▶ [Written problem] Repeat the lines of the listing below exactly, starting at the line that contains "One marker serves each instance of the black medicine" and running through the last line, both included, and only those.

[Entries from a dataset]
## begin
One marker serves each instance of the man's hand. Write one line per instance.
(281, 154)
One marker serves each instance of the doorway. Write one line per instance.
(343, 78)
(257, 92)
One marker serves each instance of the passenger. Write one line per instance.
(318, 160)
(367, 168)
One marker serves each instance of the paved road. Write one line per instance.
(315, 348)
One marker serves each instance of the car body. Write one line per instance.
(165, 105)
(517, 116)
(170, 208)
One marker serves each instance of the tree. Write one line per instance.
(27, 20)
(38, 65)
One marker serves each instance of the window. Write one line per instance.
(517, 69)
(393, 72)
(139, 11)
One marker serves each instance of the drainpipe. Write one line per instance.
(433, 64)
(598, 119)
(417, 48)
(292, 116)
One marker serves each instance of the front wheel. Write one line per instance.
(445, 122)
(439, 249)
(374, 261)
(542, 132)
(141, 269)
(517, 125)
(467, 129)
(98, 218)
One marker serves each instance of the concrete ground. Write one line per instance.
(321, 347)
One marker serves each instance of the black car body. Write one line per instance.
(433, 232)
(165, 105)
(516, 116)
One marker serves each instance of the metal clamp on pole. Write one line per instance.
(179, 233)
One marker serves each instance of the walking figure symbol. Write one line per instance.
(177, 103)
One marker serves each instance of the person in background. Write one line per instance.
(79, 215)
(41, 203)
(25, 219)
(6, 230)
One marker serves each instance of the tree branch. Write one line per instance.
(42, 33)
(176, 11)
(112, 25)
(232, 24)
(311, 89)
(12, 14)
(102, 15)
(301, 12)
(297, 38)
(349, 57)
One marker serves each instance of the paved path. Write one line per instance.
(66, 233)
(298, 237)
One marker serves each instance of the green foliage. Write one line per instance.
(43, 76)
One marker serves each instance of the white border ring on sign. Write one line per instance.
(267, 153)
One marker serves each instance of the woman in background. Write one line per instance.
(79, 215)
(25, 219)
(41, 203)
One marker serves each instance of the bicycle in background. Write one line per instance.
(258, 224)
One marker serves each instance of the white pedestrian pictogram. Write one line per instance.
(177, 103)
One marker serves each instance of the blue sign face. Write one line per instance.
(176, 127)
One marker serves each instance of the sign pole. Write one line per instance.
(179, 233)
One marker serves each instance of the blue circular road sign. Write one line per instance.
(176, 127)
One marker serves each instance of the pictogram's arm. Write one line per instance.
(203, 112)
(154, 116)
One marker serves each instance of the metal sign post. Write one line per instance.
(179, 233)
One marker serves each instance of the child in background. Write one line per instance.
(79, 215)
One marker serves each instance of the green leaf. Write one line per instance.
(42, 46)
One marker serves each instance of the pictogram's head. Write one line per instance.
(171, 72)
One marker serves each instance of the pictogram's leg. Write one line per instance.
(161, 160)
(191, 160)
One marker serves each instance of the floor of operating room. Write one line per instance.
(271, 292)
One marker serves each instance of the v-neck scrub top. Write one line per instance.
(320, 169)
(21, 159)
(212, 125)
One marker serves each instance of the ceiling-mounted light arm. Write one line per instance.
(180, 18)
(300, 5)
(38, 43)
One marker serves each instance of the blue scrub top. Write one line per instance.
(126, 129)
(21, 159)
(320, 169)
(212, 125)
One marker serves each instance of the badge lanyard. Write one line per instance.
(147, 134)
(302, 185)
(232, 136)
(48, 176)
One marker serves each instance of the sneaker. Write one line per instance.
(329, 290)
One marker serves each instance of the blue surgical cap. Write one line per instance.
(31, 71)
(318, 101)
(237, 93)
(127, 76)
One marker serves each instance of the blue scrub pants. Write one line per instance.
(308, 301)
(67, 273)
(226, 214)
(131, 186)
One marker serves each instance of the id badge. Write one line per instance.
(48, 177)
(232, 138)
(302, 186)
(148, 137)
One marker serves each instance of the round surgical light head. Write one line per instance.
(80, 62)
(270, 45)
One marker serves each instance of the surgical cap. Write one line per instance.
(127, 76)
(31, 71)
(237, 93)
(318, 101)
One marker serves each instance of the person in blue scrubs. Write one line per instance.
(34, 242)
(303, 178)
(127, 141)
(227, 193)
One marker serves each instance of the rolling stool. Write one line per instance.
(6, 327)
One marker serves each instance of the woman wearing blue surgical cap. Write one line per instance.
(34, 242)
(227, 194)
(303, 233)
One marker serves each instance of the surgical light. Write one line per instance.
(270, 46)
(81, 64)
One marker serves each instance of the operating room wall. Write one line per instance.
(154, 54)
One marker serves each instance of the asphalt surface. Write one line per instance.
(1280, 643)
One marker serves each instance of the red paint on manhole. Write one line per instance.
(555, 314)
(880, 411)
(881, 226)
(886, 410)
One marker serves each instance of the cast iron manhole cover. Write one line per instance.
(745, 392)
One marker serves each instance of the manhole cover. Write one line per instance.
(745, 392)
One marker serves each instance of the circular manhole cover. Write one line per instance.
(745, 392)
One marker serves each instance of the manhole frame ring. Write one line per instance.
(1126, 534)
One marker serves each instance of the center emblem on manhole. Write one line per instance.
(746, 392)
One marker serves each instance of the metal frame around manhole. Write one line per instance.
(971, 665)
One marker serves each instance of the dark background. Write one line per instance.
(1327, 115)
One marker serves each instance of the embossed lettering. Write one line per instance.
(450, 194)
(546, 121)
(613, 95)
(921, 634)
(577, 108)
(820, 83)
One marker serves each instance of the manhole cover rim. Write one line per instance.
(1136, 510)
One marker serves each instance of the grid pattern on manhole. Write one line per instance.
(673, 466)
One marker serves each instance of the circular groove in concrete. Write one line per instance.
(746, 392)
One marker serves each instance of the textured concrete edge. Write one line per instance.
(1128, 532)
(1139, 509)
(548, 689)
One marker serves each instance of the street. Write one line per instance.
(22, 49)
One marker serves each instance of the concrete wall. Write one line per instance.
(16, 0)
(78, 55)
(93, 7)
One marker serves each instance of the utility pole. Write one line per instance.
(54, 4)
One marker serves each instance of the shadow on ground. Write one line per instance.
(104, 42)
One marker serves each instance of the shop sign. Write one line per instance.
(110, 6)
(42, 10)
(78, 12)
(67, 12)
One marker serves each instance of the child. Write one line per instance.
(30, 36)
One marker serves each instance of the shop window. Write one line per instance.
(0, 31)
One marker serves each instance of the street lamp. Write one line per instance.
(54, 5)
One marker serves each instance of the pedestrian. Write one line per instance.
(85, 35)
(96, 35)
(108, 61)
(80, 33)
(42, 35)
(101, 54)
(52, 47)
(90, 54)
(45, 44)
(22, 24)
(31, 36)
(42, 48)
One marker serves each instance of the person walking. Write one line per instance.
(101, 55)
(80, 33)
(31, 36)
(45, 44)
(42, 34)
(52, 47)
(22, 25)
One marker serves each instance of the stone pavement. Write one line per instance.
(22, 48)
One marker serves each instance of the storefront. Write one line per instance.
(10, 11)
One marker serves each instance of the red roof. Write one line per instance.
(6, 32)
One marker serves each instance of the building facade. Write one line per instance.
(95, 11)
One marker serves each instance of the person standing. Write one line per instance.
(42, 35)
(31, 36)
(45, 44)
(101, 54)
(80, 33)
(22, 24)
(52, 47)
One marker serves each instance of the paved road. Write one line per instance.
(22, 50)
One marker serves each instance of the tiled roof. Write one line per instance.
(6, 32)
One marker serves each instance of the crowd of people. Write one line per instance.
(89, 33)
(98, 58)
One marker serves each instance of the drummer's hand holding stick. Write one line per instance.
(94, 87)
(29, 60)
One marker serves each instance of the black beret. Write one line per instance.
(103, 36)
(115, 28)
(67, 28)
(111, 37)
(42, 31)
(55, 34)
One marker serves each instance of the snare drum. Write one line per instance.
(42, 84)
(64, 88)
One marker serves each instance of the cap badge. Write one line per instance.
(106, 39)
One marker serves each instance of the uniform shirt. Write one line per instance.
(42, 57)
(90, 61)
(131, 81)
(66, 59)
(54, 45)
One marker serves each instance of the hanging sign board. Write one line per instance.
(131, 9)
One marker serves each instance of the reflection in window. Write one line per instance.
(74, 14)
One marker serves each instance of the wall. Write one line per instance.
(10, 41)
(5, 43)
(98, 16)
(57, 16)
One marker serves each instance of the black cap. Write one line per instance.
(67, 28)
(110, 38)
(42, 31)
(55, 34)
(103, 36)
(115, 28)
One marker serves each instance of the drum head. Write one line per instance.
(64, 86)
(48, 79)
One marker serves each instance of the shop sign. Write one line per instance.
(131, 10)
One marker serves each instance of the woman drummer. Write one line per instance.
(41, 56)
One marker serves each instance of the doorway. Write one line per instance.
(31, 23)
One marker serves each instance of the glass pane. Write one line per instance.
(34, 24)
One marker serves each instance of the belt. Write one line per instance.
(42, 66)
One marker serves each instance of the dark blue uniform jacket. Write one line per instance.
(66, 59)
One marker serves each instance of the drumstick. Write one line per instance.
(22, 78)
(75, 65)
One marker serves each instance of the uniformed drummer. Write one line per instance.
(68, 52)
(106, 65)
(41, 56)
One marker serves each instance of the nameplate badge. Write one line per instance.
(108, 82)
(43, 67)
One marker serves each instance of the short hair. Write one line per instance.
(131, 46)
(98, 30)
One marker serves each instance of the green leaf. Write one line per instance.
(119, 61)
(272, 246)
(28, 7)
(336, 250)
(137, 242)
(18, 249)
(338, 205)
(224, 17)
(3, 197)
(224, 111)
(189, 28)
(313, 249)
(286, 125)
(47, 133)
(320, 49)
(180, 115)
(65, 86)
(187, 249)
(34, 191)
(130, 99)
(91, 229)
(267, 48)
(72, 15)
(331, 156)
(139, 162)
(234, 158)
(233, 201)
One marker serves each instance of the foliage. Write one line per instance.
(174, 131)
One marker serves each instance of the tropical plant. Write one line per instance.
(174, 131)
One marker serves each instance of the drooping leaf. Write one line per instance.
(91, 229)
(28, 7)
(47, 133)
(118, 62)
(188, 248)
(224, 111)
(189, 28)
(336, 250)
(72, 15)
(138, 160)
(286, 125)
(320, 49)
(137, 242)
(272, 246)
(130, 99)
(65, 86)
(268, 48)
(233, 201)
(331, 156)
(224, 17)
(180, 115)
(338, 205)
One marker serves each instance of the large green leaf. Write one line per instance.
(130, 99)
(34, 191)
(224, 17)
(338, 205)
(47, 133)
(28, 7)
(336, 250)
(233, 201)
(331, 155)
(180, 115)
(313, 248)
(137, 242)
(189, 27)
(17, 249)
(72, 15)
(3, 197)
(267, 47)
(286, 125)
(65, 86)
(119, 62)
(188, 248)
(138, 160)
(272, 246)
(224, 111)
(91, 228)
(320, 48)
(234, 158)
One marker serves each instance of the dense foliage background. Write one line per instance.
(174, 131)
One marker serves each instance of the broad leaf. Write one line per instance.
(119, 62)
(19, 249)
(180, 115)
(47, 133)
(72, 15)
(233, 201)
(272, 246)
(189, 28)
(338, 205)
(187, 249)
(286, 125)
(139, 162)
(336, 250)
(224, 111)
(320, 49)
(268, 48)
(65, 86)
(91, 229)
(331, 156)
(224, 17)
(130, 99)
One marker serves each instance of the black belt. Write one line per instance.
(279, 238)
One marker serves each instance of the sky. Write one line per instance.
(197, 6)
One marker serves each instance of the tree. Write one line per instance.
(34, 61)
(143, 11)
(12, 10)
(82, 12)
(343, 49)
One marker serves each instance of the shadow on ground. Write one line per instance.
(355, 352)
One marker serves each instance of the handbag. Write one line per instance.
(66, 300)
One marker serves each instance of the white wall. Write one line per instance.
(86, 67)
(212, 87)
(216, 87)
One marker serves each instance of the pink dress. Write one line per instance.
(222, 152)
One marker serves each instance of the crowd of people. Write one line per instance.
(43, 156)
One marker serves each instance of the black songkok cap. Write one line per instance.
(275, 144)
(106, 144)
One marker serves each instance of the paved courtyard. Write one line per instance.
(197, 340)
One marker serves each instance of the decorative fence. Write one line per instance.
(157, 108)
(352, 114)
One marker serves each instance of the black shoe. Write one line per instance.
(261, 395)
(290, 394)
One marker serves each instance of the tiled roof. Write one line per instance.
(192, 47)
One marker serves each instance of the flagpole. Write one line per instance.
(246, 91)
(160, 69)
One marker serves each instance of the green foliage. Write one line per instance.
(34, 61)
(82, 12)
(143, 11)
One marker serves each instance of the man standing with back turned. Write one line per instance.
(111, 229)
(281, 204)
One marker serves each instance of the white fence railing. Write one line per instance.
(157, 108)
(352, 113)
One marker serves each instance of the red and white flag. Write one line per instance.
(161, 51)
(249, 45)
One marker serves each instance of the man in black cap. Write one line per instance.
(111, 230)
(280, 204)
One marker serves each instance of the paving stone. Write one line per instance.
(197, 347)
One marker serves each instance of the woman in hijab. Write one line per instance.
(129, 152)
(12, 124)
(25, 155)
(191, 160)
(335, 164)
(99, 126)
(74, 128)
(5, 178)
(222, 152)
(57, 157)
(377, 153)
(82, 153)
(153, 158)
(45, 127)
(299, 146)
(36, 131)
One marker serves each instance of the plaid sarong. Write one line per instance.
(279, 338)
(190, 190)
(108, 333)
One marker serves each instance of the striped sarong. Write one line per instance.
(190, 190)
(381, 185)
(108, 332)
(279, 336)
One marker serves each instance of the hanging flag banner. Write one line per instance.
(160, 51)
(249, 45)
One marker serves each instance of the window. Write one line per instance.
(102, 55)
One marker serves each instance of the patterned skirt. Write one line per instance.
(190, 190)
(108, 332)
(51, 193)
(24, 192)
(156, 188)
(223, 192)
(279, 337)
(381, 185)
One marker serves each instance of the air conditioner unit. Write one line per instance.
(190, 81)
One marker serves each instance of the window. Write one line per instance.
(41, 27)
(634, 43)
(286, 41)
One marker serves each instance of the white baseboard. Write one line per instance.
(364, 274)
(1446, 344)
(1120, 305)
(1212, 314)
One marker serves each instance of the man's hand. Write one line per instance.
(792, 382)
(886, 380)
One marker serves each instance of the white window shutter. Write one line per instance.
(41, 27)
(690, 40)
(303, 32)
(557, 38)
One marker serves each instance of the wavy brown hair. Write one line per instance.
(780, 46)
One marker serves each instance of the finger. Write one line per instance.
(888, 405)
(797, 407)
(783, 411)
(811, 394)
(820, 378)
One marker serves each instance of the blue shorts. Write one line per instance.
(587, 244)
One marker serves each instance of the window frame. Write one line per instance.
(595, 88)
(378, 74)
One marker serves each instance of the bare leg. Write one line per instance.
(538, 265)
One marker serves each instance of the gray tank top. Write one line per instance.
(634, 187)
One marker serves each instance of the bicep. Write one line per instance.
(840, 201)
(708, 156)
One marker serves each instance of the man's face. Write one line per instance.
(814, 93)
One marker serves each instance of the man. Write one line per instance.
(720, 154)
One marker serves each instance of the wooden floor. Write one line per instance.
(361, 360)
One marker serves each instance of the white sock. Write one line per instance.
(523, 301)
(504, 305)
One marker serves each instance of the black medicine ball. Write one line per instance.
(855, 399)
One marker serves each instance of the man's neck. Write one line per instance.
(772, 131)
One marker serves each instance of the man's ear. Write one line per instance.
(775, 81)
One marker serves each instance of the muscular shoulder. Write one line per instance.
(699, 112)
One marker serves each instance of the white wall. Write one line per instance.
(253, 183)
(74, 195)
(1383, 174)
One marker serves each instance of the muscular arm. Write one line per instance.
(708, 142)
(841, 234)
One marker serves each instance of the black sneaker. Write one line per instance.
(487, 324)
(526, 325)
## end
▶ [Finished task]
One marker serves each instance of the black medicine ball. Write one line per instance.
(855, 399)
One marker serves each instance of the man's neck. Write one line per instance.
(772, 131)
One marker serves each instance of the man's ear. Write one line per instance.
(775, 81)
One marker serves each instance of the muscular shoulder. Write one line per instance.
(699, 112)
One marker serves each instance of the white wall. Write one line per instance.
(253, 183)
(74, 195)
(1383, 174)
One marker serves each instance of the muscular arm. Write one line per instance.
(708, 142)
(841, 234)
One marker serves each instance of the black sneaker. Write one line per instance.
(487, 324)
(526, 325)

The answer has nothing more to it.